# [TASK TO COMPLETE]
Only the lines below, from the one with "The response SHOULD mark one point per instance of the handlebar" through the one with "The response SHOULD mark one point per instance of the bushy", are to be written out, exactly.

Natural language region descriptions
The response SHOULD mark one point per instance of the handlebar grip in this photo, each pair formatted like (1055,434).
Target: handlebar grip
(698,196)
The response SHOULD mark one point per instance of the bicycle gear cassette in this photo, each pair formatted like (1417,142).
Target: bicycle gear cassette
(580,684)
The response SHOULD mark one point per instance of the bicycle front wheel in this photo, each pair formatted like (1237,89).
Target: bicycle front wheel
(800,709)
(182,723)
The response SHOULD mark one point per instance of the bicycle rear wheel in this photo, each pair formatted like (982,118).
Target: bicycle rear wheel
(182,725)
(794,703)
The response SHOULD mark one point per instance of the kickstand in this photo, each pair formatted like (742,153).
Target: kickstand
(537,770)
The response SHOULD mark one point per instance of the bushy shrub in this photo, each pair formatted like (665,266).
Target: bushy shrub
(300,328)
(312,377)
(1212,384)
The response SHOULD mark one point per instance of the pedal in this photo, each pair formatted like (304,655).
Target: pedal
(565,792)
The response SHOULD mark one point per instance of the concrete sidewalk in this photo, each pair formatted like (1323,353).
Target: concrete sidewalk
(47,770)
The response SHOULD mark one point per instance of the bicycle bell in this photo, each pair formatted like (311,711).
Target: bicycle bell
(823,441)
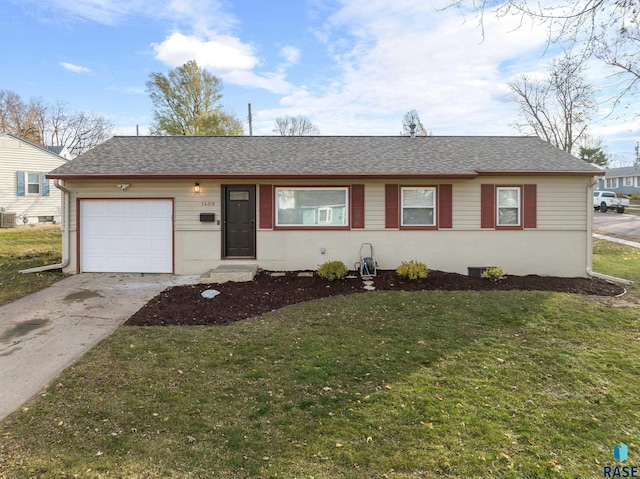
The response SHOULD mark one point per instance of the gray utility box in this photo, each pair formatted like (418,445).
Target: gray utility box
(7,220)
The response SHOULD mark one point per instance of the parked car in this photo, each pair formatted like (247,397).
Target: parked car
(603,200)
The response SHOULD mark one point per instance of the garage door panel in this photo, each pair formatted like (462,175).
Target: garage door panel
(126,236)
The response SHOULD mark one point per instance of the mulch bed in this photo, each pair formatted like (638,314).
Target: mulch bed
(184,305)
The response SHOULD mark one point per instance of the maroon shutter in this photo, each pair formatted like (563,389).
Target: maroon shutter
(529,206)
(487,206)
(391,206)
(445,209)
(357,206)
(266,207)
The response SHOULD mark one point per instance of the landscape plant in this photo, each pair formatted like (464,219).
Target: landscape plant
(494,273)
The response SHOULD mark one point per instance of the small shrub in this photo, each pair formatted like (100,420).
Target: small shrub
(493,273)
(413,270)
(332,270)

---

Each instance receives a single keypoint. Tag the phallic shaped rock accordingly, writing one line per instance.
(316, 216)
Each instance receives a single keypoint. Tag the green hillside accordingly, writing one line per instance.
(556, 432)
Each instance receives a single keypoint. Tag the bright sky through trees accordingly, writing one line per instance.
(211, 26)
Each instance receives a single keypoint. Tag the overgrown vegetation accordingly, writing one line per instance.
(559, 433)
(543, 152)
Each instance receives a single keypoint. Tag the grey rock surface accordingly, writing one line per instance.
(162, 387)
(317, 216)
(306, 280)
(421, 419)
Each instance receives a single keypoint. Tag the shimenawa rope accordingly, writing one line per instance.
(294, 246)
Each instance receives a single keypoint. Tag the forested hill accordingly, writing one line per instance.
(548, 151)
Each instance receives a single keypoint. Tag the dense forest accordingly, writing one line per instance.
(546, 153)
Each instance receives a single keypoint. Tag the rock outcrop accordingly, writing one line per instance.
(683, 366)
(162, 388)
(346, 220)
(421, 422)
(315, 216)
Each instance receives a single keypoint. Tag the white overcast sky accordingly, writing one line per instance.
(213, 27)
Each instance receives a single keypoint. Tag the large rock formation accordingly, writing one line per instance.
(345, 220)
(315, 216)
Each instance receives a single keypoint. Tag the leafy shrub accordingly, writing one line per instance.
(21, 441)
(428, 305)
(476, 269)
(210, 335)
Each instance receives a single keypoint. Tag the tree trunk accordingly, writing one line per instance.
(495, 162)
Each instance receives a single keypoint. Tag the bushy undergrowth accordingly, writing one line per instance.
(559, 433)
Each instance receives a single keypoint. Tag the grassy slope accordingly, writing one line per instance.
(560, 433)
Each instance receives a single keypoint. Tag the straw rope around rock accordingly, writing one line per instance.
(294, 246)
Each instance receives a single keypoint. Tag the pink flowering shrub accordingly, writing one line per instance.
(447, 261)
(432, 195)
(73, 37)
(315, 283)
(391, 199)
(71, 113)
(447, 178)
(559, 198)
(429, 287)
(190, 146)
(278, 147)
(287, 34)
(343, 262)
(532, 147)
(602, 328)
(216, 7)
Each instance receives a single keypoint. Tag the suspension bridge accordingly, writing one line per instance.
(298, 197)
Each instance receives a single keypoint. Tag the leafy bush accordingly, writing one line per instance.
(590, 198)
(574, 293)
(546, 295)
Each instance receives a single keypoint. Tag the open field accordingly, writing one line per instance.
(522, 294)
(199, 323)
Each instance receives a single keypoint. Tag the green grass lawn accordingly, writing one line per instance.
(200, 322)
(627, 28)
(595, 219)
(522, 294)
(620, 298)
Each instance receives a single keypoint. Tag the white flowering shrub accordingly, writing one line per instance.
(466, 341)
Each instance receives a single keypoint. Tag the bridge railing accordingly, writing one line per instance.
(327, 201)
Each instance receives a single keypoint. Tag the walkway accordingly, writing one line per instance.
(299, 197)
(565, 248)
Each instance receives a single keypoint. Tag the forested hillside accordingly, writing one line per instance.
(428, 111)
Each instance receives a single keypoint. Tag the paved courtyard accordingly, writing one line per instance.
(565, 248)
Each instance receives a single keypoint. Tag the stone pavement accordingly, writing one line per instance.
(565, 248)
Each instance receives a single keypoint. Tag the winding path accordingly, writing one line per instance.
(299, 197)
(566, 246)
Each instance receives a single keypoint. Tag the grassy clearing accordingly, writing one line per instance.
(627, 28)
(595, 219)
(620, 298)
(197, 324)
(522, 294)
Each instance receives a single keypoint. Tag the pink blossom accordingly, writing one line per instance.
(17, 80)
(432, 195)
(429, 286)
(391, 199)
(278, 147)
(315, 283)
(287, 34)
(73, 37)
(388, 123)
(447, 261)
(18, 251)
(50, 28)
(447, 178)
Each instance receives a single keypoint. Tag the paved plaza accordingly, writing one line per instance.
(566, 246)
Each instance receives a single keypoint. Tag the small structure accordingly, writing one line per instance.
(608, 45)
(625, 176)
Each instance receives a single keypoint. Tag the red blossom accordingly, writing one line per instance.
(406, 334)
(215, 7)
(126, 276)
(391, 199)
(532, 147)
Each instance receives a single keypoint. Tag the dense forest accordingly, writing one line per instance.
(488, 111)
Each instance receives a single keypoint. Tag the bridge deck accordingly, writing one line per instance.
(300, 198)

...

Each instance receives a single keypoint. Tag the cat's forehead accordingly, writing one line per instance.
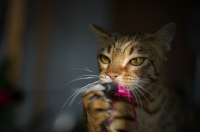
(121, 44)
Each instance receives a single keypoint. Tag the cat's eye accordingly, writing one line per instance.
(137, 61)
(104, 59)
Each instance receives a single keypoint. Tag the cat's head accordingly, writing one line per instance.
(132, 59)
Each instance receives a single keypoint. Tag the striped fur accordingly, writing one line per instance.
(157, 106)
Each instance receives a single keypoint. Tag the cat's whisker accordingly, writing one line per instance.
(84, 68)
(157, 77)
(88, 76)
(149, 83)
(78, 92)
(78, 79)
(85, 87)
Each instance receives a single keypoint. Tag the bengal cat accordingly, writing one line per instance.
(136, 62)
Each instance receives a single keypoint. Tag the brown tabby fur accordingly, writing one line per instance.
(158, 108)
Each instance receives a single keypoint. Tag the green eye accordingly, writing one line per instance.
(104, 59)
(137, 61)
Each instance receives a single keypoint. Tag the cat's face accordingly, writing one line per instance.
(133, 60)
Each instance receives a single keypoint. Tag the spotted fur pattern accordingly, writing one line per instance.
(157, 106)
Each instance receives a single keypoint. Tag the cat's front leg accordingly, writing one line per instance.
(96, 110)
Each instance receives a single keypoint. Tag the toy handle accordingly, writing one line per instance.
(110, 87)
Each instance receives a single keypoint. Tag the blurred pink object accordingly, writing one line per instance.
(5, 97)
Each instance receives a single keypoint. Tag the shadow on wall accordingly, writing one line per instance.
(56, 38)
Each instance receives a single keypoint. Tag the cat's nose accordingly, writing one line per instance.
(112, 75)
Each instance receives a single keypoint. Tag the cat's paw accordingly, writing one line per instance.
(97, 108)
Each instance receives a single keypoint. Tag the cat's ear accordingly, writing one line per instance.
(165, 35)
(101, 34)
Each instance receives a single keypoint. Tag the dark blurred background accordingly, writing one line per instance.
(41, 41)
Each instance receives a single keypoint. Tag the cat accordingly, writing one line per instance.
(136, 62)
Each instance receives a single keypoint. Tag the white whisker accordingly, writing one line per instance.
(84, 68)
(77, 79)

# [RESULT FOR THIS EXERCISE]
The response SHOULD mark one point per instance of the handlebar grip in this photo, each pair formatted like (1055,434).
Target: handlebar grip
(698,196)
The response SHOULD mark one point per instance of the bicycle gear cassette in this photo, each pair formatted like (1417,142).
Target: bicycle gear cassette
(580,684)
The response SHOULD mark one point per instance of the bicycle front wheel in this photo, each pair formatted like (1237,89).
Target: bicycle front wheel
(800,709)
(182,723)
The response SHOULD mark one point per instance of the bicycle rear wheel in this photo, each pair formatted like (982,118).
Target: bicycle rear wheel
(182,725)
(794,703)
The response SHOULD mark one point per instance of the kickstand in this photo, each pair formatted like (742,153).
Target: kickstand
(537,770)
The response SHOULD mark one point per instance of the bushy shrub in this photo, each pair formatted like (665,266).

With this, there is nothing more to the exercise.